Page:
I get 9 plants in one gallon pots on 3x3 table in 4x4 space under a 600 hps........ using chipped coco with a top drip system....... I use a 25 gallon reservoir and feed with GH 3 part .......... I think I can help you.....:48:


----------



## Rosebud

G 13, you are a good helper, i think you can help him too!


----------



## The Hemp Goddess

IMO, your limiting factor here may not be your pots, but your light/and or other environmental factors.  Simply put, a 400W light is only going to produce so much.   How much are you producing each crop, total?  Is your space overcrowded?  There is so much more than pot size that determines yield.  In fact, pot size is probably one of the bigger non-factors.


----------



## Grower13

The Hemp Goddess said:


> IMO, your limiting factor here may not be your pots, but your light/and or other environmental factors. Simply put, a 400W light is only going to produce so much. How much are you producing each crop, total? Is your space overcrowded? There is so much more than pot size that determines yield. In fact, pot size is probably one of the bigger non-factors.

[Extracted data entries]
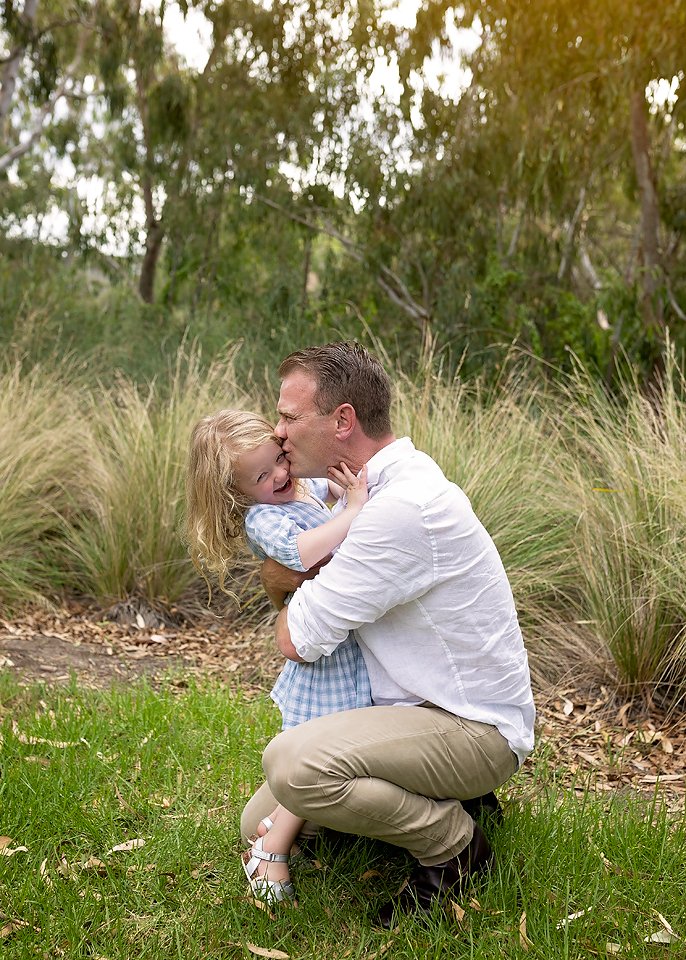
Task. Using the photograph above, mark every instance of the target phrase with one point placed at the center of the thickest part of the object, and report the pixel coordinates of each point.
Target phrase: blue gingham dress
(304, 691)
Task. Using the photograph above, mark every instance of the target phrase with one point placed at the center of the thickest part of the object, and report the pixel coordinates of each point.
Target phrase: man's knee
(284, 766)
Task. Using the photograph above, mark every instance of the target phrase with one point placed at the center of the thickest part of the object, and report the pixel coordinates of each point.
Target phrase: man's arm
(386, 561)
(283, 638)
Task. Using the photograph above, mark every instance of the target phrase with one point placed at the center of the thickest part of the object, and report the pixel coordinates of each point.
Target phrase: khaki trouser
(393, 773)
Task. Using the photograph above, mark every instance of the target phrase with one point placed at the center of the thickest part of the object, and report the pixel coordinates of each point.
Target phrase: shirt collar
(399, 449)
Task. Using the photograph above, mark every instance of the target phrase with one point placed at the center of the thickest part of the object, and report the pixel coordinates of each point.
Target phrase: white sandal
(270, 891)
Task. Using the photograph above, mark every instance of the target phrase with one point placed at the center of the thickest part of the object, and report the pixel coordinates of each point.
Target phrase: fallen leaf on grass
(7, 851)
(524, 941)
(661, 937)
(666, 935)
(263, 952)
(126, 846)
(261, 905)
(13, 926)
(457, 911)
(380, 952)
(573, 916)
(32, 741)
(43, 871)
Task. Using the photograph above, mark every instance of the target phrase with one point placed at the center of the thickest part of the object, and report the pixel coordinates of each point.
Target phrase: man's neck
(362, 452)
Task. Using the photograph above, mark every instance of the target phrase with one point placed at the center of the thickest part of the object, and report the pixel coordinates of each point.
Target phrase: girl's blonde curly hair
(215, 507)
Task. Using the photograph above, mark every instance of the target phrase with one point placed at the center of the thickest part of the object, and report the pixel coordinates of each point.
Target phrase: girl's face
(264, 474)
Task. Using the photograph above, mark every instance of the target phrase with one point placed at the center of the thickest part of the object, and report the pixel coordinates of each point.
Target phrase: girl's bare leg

--

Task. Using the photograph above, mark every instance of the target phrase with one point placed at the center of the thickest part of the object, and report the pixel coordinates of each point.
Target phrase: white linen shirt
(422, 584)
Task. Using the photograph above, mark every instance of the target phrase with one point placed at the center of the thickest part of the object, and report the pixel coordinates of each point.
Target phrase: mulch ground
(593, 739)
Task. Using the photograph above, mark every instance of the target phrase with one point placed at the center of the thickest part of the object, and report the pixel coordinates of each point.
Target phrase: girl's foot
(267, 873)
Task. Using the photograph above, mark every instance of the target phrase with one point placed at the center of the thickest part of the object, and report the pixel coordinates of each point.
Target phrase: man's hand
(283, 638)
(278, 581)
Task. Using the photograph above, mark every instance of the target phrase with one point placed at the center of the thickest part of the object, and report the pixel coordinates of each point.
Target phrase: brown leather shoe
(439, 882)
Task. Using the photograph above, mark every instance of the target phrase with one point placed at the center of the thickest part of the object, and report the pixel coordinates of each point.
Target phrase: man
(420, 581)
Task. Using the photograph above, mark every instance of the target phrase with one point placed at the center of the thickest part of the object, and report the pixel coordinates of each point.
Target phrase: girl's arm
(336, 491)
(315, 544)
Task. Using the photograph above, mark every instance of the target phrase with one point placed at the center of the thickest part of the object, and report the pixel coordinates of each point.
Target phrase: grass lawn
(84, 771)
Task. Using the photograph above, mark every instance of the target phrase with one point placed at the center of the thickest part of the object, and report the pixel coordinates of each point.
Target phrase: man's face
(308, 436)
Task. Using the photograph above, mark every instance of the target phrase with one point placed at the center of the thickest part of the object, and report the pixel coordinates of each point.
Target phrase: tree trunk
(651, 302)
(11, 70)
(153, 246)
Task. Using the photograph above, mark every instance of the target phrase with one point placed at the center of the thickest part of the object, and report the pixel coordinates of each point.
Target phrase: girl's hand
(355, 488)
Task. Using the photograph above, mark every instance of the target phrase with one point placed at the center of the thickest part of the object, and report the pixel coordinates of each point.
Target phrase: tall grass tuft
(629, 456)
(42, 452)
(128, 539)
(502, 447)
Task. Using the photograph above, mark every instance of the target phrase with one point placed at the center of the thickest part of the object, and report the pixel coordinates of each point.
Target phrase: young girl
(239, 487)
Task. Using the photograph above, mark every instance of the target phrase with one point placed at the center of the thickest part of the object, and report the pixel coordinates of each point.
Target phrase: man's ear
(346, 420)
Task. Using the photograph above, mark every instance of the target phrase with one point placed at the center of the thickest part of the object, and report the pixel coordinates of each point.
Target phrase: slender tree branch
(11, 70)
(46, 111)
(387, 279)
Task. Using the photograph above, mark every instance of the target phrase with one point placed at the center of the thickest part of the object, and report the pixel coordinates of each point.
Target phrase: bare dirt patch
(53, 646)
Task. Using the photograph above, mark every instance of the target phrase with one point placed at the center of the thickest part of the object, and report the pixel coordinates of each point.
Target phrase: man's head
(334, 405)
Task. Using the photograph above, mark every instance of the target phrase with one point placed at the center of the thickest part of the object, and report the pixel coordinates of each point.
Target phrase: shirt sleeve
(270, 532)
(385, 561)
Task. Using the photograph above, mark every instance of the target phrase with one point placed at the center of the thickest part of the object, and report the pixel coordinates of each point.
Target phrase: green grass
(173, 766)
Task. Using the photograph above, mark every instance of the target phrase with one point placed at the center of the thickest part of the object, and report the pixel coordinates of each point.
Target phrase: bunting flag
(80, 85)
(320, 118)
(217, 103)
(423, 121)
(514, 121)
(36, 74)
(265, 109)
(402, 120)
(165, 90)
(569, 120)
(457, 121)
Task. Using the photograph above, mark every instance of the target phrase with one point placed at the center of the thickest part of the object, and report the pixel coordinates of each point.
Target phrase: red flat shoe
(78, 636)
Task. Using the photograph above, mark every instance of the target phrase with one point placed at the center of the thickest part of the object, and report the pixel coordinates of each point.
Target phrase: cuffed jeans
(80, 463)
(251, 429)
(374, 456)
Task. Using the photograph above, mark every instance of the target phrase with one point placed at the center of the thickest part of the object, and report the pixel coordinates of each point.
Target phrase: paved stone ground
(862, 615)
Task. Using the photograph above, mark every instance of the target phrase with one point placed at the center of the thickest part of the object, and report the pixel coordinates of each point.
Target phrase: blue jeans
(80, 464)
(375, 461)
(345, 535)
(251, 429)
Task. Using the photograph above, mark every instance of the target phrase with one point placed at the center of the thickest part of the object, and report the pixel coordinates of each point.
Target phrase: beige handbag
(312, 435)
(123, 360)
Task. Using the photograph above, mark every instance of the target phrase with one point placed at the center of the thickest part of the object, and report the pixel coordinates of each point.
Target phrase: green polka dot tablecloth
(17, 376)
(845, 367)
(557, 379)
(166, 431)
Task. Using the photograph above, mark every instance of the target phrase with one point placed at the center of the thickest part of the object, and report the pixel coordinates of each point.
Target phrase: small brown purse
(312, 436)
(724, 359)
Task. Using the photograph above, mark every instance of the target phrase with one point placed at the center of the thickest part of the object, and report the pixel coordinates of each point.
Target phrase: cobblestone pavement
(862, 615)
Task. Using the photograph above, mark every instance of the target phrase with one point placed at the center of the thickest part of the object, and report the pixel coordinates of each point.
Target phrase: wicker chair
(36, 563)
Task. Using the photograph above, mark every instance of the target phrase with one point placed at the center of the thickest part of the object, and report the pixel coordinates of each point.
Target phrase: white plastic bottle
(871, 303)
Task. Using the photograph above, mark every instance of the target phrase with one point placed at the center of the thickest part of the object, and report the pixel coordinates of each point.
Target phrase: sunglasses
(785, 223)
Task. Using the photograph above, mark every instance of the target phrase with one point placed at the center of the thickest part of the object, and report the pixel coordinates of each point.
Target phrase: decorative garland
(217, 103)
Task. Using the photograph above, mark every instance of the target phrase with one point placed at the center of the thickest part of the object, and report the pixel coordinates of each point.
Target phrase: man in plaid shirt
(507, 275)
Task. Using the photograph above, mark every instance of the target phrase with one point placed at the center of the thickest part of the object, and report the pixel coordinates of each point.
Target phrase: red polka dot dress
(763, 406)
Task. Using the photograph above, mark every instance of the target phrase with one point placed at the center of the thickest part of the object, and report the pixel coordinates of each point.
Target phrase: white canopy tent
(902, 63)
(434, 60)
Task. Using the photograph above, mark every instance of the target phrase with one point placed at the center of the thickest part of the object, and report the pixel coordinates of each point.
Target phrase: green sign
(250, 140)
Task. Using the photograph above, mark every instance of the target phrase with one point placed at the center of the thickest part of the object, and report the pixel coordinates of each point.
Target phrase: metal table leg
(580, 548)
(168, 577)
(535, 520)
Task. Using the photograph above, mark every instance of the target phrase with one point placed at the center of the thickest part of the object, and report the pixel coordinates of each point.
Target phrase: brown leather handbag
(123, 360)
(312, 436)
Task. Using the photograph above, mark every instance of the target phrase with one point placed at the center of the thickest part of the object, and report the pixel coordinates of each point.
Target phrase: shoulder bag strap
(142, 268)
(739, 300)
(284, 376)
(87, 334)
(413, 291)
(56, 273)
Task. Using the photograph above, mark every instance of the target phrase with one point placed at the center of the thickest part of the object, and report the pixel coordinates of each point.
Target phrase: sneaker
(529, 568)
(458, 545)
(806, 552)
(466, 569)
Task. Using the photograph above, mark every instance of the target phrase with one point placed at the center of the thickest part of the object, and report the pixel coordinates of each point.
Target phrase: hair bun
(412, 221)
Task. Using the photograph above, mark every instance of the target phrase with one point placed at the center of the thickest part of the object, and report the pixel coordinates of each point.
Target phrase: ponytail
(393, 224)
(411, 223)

Requirement:
Copy out the forum thread above on pot size and yield in full, word for word.

Reply to the exercise:
I get 9 plants in one gallon pots on 3x3 table in 4x4 space under a 600 hps........ using chipped coco with a top drip system....... I use a 25 gallon reservoir and feed with GH 3 part .......... I think I can help you.....:48:


----------



## Rosebud

G 13, you are a good helper, i think you can help him too!


----------



## The Hemp Goddess

IMO, your limiting factor here may not be your pots, but your light/and or other environmental factors.  Simply put, a 400W light is only going to produce so much.   How much are you producing each crop, total?  Is your space overcrowded?  There is so much more than pot size that determines yield.  In fact, pot size is probably one of the bigger non-factors.


----------



## Grower13

The Hemp Goddess said:


> IMO, your limiting factor here may not be your pots, but your light/and or other environmental factors. Simply put, a 400W light is only going to produce so much. How much are you producing each crop, total? Is your space overcrowded? There is so much more than pot size that determines yield. In fact, pot size is probably one of the bigger non-factors.